> [EXERCISE]: Beginning at the top of the data below, write out every line exactly until you reach the line with "Target = shadow under arch", and include that line.

> [EXERCISE DATA]:

--- START ---

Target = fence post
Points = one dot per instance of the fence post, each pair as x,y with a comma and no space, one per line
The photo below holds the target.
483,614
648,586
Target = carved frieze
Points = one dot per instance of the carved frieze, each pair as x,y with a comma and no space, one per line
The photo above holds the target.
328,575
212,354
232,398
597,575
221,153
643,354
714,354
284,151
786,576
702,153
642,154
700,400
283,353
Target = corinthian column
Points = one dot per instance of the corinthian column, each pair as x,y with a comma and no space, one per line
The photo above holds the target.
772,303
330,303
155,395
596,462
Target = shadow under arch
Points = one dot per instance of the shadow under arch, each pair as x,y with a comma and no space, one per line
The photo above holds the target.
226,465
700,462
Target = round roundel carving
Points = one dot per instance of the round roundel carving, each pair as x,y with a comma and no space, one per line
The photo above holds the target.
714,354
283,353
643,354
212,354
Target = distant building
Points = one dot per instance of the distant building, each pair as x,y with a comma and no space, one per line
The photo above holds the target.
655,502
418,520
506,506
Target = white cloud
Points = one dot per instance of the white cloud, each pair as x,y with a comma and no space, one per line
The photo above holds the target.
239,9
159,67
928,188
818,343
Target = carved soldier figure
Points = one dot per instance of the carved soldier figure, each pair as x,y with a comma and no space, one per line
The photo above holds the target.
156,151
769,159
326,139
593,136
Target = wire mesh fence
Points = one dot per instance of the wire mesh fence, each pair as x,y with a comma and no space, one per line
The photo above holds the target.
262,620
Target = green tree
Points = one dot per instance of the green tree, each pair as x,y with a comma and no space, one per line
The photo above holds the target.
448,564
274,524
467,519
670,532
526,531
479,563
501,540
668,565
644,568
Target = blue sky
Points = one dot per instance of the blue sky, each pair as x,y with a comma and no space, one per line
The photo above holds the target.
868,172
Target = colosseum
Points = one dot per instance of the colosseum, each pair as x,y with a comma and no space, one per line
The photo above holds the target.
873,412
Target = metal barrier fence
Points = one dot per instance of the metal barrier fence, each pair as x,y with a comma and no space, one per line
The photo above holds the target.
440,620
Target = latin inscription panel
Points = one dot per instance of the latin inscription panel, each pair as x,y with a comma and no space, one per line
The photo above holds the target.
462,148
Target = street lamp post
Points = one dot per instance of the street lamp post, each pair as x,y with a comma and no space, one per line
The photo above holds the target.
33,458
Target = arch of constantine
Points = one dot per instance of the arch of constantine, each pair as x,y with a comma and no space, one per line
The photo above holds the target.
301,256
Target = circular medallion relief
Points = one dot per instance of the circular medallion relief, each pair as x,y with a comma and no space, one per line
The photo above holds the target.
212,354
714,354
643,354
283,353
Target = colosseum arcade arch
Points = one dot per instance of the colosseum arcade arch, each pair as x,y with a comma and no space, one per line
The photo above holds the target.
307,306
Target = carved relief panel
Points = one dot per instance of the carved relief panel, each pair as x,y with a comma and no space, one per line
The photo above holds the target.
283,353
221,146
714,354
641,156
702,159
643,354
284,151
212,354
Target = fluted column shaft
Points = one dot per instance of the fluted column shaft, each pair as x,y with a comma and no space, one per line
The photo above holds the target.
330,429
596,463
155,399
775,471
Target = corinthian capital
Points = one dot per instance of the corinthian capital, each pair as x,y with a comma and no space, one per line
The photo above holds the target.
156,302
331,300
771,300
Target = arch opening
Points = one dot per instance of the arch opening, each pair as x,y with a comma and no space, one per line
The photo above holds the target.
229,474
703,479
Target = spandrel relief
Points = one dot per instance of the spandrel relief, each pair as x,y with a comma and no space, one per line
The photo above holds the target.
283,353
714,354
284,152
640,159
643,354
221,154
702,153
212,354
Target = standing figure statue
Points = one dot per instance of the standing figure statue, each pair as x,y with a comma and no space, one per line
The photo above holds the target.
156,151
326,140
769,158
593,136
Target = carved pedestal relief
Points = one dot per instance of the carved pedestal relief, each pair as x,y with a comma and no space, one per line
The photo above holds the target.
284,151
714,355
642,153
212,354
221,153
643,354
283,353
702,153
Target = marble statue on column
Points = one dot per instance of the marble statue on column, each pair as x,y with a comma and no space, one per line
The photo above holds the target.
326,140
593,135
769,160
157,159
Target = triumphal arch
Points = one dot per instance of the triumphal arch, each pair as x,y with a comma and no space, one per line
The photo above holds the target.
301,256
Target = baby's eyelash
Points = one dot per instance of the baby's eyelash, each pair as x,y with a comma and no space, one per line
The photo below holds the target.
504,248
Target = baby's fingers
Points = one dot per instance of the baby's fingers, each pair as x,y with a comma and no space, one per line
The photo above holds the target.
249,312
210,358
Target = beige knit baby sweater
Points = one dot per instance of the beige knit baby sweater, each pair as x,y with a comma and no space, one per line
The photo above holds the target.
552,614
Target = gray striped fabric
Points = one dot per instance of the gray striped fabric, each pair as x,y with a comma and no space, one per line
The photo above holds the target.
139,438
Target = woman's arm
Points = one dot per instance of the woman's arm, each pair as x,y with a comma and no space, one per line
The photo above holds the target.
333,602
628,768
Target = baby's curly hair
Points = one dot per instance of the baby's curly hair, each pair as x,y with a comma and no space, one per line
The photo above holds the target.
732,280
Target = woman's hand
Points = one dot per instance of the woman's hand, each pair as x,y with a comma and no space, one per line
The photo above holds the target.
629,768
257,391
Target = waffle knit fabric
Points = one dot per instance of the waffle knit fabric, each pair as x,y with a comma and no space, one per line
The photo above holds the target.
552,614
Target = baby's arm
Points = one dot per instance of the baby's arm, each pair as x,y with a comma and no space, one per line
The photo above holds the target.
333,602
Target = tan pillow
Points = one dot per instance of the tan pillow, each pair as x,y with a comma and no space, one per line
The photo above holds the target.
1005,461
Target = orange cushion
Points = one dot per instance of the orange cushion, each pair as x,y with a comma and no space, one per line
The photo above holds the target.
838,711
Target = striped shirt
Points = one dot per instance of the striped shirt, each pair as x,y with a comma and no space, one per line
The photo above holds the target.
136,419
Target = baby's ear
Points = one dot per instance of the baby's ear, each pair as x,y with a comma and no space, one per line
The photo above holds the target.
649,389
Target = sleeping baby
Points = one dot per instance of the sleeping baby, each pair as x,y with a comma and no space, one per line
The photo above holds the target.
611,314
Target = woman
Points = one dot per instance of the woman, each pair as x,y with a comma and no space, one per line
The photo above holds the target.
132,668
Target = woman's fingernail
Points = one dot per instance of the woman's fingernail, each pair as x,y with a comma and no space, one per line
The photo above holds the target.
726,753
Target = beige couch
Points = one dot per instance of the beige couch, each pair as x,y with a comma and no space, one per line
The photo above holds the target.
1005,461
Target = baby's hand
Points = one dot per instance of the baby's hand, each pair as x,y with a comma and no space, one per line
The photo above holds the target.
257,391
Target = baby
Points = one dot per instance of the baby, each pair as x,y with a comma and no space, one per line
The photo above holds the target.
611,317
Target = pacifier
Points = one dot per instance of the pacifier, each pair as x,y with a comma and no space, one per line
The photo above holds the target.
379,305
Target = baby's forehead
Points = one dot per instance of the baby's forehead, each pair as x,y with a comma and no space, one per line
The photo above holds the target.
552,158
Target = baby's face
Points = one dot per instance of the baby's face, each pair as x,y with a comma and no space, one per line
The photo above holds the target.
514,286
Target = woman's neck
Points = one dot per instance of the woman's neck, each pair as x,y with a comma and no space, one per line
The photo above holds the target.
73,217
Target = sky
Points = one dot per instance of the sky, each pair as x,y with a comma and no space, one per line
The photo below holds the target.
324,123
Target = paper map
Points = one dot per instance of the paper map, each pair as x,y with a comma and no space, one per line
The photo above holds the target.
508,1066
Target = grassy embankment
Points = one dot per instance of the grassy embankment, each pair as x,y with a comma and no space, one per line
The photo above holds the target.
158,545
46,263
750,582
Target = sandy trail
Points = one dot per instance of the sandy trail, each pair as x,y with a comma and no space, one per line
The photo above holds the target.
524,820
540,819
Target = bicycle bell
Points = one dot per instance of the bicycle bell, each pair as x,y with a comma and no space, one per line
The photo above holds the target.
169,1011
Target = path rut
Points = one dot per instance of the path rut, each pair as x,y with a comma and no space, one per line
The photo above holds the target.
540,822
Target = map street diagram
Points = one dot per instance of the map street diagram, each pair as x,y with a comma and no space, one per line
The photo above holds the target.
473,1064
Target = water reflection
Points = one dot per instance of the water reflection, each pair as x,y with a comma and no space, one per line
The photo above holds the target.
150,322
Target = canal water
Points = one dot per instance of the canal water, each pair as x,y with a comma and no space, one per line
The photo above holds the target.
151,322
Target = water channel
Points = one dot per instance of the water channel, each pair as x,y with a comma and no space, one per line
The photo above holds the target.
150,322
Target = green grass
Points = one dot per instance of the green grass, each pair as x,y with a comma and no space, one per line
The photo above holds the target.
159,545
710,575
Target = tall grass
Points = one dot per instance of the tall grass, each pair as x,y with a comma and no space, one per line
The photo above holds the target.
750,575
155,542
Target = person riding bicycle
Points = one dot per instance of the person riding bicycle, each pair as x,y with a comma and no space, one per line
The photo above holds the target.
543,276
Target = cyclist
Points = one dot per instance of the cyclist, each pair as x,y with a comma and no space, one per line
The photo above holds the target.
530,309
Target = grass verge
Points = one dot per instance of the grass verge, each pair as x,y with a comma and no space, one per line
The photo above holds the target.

--- END ---

> [SOLUTION FOR THIS EXERCISE]:
Target = fence post
Points = one dot per instance of the fence post, each pair as x,y with a comma and no space, one per line
The photo below holds the target.
483,614
648,586
Target = carved frieze
Points = one dot per instance of the carved frieze, each pair as x,y with a comma and no space, one per line
The photo above holds the target.
328,575
212,354
232,398
597,575
221,153
643,354
714,354
284,151
786,576
702,153
642,154
700,400
283,353
Target = corinthian column
Points = one dot per instance of the corinthian column, each pair as x,y with a comma and no space, one per line
The photo above holds the target.
772,303
330,303
155,395
596,462
Target = shadow under arch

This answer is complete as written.